### Information provided
-.-.-

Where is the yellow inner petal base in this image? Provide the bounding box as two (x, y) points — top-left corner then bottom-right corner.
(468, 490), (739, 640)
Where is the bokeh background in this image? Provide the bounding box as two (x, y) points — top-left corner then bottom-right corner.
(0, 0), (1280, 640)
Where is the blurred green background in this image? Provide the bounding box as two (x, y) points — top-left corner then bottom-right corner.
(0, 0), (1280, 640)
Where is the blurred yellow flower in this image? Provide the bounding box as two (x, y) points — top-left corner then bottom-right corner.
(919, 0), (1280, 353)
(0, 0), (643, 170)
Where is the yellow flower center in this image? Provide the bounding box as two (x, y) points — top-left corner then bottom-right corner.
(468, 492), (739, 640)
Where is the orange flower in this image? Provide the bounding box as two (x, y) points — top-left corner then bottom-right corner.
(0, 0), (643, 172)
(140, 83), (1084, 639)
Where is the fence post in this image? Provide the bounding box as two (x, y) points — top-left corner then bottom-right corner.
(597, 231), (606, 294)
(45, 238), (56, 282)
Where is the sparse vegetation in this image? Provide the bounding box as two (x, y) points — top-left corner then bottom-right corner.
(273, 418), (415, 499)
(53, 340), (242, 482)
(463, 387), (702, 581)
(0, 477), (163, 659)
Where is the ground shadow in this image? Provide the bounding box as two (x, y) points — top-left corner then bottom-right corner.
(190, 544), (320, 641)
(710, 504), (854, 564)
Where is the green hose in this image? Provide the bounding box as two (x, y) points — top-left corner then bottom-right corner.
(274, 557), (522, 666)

-.-.-

### The exercise
Convert all of the material above into a JSON list of strings, with one string per line and no entries for blank lines.

### Task answer
[
  "Where is the yellow inner petal base in this image? Provide the bounding box as two (x, y) points — top-left corner then bottom-right corner.",
  "(468, 490), (739, 640)",
  "Where is the bokeh background in this image? Provide the bounding box as two (x, y) points — top-left corner then bottom-right corner.",
  "(0, 0), (1280, 640)",
  "Where is the blurred green background in this image? Provide the bounding box as two (x, y) points — top-left corner then bottom-right corner.",
  "(0, 0), (1280, 640)",
  "Where is the blurred yellow flower in this image? Provide the bounding box as two (x, y) points — top-left corner then bottom-right corner.",
  "(919, 0), (1280, 353)",
  "(0, 0), (643, 170)",
  "Where is the yellow flower center in this image? Provide the bounding box as two (x, y) points — top-left corner then bottom-right corner.",
  "(468, 492), (739, 640)",
  "Where is the orange flower in this image? Provide the bounding box as two (x, y) points — top-left corner then bottom-right corner.",
  "(0, 0), (643, 172)",
  "(140, 83), (1084, 639)",
  "Where is the fence post in this image? Provide the bounding box as two (x, y) points — top-left corner then bottom-right corner.",
  "(597, 231), (606, 294)",
  "(45, 238), (56, 282)",
  "Where is the sparse vegetation in this image? Provide the bounding box as two (x, y) points — top-left corner then bottom-right corner.",
  "(273, 418), (415, 499)",
  "(53, 340), (242, 482)",
  "(463, 387), (702, 581)",
  "(0, 477), (163, 659)",
  "Where is the ground shadow in this image? Provide the bounding box as two (x, y) points — top-left corner then bottom-right corner.",
  "(190, 544), (320, 641)",
  "(710, 504), (854, 564)",
  "Where is the green hose in this image? Provide the bounding box as two (x, y) points — top-left corner then bottom-right corner.",
  "(274, 557), (522, 666)"
]